*Information supplied:*
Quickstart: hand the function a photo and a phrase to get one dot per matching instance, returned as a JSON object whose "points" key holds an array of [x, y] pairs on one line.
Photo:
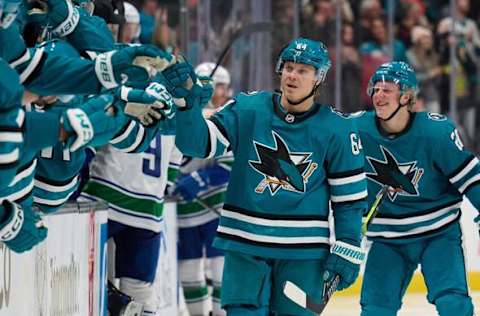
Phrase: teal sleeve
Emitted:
{"points": [[192, 133], [91, 34], [455, 161], [56, 75], [197, 137], [347, 182], [41, 130]]}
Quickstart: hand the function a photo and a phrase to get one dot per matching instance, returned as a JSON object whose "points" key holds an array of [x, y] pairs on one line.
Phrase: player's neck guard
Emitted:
{"points": [[387, 134]]}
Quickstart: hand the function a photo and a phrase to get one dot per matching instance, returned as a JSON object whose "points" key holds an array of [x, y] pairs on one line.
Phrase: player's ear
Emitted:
{"points": [[406, 98]]}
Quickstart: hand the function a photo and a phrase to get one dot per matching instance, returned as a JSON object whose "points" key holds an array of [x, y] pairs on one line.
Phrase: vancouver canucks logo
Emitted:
{"points": [[281, 168], [401, 178]]}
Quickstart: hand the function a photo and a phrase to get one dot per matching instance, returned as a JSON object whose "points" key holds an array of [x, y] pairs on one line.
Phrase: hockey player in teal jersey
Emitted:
{"points": [[292, 158], [421, 156]]}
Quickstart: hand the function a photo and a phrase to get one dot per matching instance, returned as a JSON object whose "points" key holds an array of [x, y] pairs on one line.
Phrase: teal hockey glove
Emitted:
{"points": [[78, 128], [477, 221], [207, 90], [20, 229], [60, 15], [147, 106], [120, 67], [344, 260]]}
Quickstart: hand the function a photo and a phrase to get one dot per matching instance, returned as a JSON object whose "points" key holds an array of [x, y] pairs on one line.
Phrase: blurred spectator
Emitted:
{"points": [[320, 24], [410, 14], [464, 34], [426, 62], [380, 45], [147, 20], [131, 29], [351, 71], [369, 10]]}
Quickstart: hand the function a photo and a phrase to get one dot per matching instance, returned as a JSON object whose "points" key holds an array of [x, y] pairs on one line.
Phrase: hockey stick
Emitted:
{"points": [[301, 298], [244, 31]]}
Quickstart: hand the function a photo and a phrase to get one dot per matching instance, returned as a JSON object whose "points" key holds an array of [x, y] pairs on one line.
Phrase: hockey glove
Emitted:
{"points": [[189, 186], [207, 90], [147, 106], [477, 221], [20, 229], [78, 128], [117, 67], [344, 260], [61, 15]]}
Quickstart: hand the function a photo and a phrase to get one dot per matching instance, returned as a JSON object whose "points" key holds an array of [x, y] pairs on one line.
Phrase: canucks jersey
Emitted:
{"points": [[133, 184], [287, 169], [195, 213], [432, 167]]}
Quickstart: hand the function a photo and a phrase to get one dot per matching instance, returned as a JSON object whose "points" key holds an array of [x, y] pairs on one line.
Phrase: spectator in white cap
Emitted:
{"points": [[131, 31]]}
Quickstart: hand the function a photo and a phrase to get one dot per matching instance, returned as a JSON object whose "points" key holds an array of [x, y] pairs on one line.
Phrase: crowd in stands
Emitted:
{"points": [[423, 36]]}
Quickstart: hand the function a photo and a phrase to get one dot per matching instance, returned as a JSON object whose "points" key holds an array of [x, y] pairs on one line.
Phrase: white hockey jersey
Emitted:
{"points": [[134, 184]]}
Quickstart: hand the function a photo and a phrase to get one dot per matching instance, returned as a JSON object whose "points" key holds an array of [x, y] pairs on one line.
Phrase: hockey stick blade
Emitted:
{"points": [[244, 31], [373, 210], [299, 297]]}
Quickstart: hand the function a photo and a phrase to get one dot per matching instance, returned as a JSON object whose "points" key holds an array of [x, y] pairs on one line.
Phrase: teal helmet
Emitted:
{"points": [[8, 11], [398, 72], [308, 52]]}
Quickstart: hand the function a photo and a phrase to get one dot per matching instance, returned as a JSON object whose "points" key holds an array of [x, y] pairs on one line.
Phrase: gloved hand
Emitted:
{"points": [[207, 90], [117, 67], [60, 15], [477, 221], [189, 186], [344, 260], [20, 229], [147, 106], [78, 128]]}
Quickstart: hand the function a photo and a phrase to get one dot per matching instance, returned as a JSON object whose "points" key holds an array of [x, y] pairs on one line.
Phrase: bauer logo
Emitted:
{"points": [[6, 276]]}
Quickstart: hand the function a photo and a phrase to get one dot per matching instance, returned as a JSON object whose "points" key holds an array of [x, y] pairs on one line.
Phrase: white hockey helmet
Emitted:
{"points": [[220, 76]]}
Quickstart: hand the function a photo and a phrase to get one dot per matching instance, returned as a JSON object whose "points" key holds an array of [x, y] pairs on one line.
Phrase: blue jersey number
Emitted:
{"points": [[152, 158]]}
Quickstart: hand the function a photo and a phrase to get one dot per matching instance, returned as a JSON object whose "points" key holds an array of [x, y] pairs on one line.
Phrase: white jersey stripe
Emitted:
{"points": [[414, 231], [9, 157], [415, 219], [465, 170], [349, 197], [24, 173], [56, 188], [347, 180], [275, 222], [467, 183], [272, 239]]}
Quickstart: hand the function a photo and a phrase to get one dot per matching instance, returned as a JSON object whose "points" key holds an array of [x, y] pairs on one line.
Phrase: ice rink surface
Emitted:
{"points": [[413, 305]]}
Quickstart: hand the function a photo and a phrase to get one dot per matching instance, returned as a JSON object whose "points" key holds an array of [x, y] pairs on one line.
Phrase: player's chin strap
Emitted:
{"points": [[315, 87], [394, 112]]}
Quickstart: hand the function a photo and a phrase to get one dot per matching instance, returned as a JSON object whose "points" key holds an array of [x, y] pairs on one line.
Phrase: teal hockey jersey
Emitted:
{"points": [[287, 170], [430, 163]]}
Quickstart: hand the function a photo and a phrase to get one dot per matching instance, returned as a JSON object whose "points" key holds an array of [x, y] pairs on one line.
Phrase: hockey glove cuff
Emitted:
{"points": [[22, 228], [78, 127], [344, 260]]}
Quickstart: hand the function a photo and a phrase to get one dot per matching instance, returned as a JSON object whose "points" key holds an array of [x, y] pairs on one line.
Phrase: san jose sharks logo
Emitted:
{"points": [[281, 168], [401, 178]]}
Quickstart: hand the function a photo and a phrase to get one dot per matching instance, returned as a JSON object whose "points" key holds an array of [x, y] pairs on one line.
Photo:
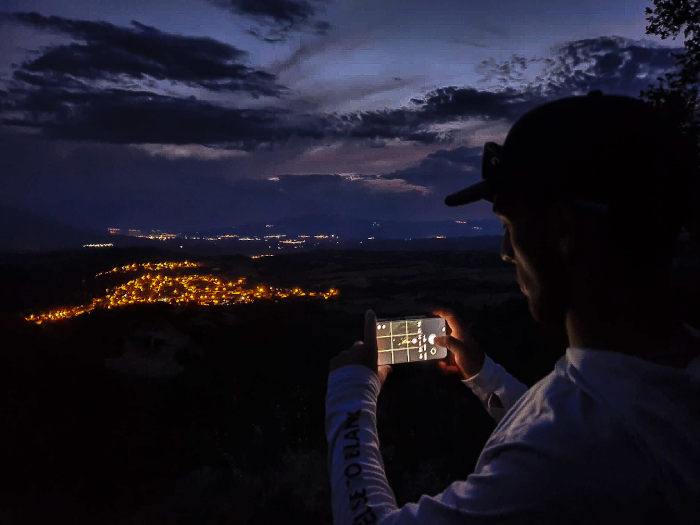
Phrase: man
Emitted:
{"points": [[592, 192]]}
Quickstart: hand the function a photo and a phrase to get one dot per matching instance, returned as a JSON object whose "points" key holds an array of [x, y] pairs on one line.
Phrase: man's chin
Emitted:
{"points": [[545, 314]]}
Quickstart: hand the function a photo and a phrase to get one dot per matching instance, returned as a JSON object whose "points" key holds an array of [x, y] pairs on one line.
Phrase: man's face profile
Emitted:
{"points": [[529, 244]]}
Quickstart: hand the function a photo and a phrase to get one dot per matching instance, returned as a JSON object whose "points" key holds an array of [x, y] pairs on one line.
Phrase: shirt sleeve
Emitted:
{"points": [[496, 388], [360, 492]]}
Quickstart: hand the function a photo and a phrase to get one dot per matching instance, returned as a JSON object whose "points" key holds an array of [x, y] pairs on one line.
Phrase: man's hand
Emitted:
{"points": [[363, 353], [465, 358]]}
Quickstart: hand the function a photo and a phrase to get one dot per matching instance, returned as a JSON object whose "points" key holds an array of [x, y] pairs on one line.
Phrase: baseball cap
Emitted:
{"points": [[610, 149]]}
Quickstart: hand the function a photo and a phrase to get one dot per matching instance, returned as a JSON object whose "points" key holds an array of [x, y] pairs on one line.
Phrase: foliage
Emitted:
{"points": [[677, 91]]}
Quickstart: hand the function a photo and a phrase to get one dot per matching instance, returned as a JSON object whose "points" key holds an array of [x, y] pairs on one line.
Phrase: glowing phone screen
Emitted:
{"points": [[409, 339]]}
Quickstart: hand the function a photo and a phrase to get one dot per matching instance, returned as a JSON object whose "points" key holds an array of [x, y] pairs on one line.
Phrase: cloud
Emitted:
{"points": [[122, 55], [189, 151], [59, 97], [106, 185], [609, 63], [278, 17]]}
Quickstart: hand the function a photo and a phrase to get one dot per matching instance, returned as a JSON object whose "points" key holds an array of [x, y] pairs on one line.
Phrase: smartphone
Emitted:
{"points": [[409, 339]]}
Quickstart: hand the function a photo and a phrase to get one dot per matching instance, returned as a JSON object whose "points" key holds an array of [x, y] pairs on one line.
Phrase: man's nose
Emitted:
{"points": [[507, 253]]}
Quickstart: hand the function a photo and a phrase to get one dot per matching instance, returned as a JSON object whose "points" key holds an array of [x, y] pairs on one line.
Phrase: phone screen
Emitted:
{"points": [[409, 339]]}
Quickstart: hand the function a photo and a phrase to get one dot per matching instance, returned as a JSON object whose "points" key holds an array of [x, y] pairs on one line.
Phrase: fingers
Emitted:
{"points": [[454, 324], [371, 332], [453, 345], [382, 372]]}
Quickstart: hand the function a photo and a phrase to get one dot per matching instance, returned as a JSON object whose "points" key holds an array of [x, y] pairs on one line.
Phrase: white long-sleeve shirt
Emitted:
{"points": [[604, 437]]}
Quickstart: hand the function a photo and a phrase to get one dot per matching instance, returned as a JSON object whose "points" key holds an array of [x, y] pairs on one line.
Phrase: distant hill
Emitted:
{"points": [[349, 228], [27, 231]]}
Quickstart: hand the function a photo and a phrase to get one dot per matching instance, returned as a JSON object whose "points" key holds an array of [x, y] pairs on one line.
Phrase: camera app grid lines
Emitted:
{"points": [[409, 340]]}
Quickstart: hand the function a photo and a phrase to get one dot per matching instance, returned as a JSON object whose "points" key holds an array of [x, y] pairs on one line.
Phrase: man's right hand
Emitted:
{"points": [[465, 358]]}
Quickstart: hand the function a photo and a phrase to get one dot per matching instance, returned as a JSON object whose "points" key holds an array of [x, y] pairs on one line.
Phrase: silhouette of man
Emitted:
{"points": [[592, 192]]}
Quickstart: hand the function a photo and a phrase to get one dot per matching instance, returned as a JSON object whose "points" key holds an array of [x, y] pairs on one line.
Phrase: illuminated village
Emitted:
{"points": [[196, 289]]}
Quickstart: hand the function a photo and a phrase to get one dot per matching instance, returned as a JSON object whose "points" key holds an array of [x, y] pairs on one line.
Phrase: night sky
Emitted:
{"points": [[191, 114]]}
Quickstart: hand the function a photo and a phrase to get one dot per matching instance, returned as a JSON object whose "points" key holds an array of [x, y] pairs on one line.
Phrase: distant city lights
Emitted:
{"points": [[197, 289], [153, 267], [99, 245]]}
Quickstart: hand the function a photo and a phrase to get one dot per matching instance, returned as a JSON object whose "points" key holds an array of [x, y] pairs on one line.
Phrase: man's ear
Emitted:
{"points": [[564, 228]]}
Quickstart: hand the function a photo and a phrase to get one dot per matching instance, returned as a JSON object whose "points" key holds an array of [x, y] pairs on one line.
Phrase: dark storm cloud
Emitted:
{"points": [[140, 52], [611, 64], [279, 17], [61, 102], [122, 116], [443, 171], [112, 185]]}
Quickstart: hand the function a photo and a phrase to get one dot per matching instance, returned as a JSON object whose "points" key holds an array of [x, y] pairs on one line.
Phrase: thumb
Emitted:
{"points": [[453, 345], [371, 336]]}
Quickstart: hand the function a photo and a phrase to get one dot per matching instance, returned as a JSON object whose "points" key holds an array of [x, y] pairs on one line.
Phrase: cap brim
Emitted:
{"points": [[473, 193]]}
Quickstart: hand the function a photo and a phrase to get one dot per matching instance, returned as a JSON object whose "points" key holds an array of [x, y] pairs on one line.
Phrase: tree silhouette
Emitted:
{"points": [[677, 91]]}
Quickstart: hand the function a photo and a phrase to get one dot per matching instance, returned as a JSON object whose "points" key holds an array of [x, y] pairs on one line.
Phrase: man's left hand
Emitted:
{"points": [[363, 352]]}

*Task goal:*
List every line in the items above that contains the string "teal". Case counts.

*Exercise solution:*
Phrase: teal sleeve
Phrase: hockey player in teal jersey
Phrase: teal hockey glove
Phrase: teal helmet
Phrase: teal hockey jersey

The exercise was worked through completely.